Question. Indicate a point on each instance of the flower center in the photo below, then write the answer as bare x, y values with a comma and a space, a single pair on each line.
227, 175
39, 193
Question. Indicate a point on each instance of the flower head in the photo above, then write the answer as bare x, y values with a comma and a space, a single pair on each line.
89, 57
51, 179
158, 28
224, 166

- - -

> _Work to complete_
With no additions or omissions, transcribe every record.

> _Solution to this task_
Question. Indicate a point on each instance of the flower center in the photo below, then write the answer as bare x, y values with a comma and a space, a single pair on each line.
227, 175
39, 193
Question. Indicate a point on each instance of the flower head in the photo above, then write the answer as bare x, y values with a comma and a space, a single pair on each line.
89, 57
51, 179
158, 28
224, 166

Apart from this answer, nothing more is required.